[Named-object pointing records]

++++++

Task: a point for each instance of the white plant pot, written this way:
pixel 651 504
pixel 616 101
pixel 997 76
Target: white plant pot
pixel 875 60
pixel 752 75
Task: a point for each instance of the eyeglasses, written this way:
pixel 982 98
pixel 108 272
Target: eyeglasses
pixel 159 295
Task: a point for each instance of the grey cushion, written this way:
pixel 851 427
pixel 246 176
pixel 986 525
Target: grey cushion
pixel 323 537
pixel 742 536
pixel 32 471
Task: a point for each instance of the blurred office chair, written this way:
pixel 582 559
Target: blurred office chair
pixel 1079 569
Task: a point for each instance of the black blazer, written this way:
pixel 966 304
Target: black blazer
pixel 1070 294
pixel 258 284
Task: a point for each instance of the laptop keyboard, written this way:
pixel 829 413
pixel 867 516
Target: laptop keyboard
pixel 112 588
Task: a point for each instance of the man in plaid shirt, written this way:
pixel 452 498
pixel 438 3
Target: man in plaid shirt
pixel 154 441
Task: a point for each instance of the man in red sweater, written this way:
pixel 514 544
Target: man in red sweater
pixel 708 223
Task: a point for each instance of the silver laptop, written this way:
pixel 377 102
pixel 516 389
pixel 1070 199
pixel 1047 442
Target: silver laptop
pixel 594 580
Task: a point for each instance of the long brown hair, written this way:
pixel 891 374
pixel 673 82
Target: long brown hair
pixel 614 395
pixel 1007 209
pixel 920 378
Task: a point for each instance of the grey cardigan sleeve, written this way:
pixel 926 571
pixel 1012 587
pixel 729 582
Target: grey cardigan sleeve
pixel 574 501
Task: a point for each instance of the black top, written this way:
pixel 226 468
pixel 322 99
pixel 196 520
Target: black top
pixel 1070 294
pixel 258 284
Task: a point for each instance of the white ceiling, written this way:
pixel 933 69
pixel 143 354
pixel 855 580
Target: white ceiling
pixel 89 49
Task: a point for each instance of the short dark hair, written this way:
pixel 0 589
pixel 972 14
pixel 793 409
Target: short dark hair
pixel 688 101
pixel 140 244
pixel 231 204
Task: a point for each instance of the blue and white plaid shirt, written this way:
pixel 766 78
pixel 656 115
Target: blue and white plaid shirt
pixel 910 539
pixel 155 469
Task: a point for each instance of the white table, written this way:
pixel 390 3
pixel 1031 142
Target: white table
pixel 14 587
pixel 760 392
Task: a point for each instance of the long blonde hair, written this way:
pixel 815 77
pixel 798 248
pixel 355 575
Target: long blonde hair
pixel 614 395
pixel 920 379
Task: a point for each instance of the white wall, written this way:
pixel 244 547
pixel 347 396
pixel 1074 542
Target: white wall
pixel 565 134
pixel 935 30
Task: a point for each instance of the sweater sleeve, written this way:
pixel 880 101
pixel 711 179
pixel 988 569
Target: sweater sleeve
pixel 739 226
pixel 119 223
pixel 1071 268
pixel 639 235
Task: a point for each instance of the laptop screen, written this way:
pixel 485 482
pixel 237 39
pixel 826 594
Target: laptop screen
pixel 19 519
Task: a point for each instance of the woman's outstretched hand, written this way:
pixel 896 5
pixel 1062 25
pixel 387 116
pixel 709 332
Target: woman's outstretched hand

++++++

Written task:
Repeat every entry exactly as written above.

The response:
Task: a point for each instance of the white plant pot, written this way:
pixel 651 504
pixel 616 101
pixel 997 76
Target: white plant pot
pixel 875 60
pixel 752 75
Task: a point for each instance of the eyeglasses, written this way:
pixel 982 98
pixel 108 272
Target: eyeglasses
pixel 159 295
Task: a point for each instance of the grey cushion, written this way:
pixel 851 427
pixel 246 176
pixel 986 525
Target: grey cushion
pixel 323 537
pixel 742 536
pixel 32 471
Task: a point for each instance of the blurred office chair, written this way:
pixel 582 559
Target: blurred office chair
pixel 1079 569
Task: a point for each instance of the black blazer, written this way:
pixel 966 304
Target: black blazer
pixel 1070 294
pixel 258 284
Task: a point for each instance of the laptop keyboard, written this way:
pixel 829 413
pixel 867 516
Target: laptop keyboard
pixel 112 588
Task: a point for each instance of the man in plaid shirt, written this way:
pixel 452 498
pixel 438 3
Target: man in plaid shirt
pixel 154 441
Task: a point for each instance of the man in red sweater, written this way:
pixel 514 544
Target: man in red sweater
pixel 708 223
Task: a point for each instance of the silver laptop, written this way:
pixel 377 102
pixel 516 389
pixel 1070 199
pixel 1047 442
Target: silver laptop
pixel 594 580
Task: a point for each instance of the long brown hair, written this way:
pixel 891 374
pixel 673 82
Target: long brown hair
pixel 614 395
pixel 1007 209
pixel 920 378
Task: a point for each instance of the grey cardigan sleeve, written this way:
pixel 926 571
pixel 1012 587
pixel 729 582
Target: grey cardigan sleeve
pixel 574 501
Task: a point for each instance of the black top, written this way:
pixel 226 468
pixel 322 99
pixel 196 520
Target: black top
pixel 1070 294
pixel 258 284
Task: a point for each instance of the white ceiling, written this way:
pixel 933 69
pixel 143 354
pixel 855 580
Target: white ceiling
pixel 89 49
Task: a point for each instance of the short dark hair, written this way:
pixel 0 589
pixel 972 14
pixel 793 409
Target: short dark hair
pixel 688 101
pixel 140 244
pixel 231 204
Task: a point for each instance of the blue and white plaid shirt, written this way:
pixel 766 78
pixel 656 115
Target: blue and white plaid shirt
pixel 910 539
pixel 155 469
Task: a point for each instance of the white table, written this way:
pixel 390 3
pixel 1031 142
Target: white table
pixel 14 587
pixel 760 392
Task: a point for each instance of the long blonde hair, written this way:
pixel 815 77
pixel 798 248
pixel 355 575
Target: long blonde hair
pixel 614 395
pixel 920 379
Task: a point for each instance of the white wall, written this way:
pixel 244 547
pixel 347 396
pixel 1074 542
Target: white wall
pixel 565 134
pixel 935 30
Task: a point for each instance of the sweater sleeve, written this way:
pixel 880 101
pixel 711 179
pixel 988 569
Target: sweater sleeve
pixel 739 226
pixel 119 223
pixel 1071 268
pixel 639 235
Task: a point for each instance of the laptop screen, written this way:
pixel 485 482
pixel 237 39
pixel 826 594
Target: laptop screen
pixel 19 519
Task: a point for each instance of the woman's outstretched hand, written this way:
pixel 896 5
pixel 1062 25
pixel 387 116
pixel 709 332
Target: woman's outstretched hand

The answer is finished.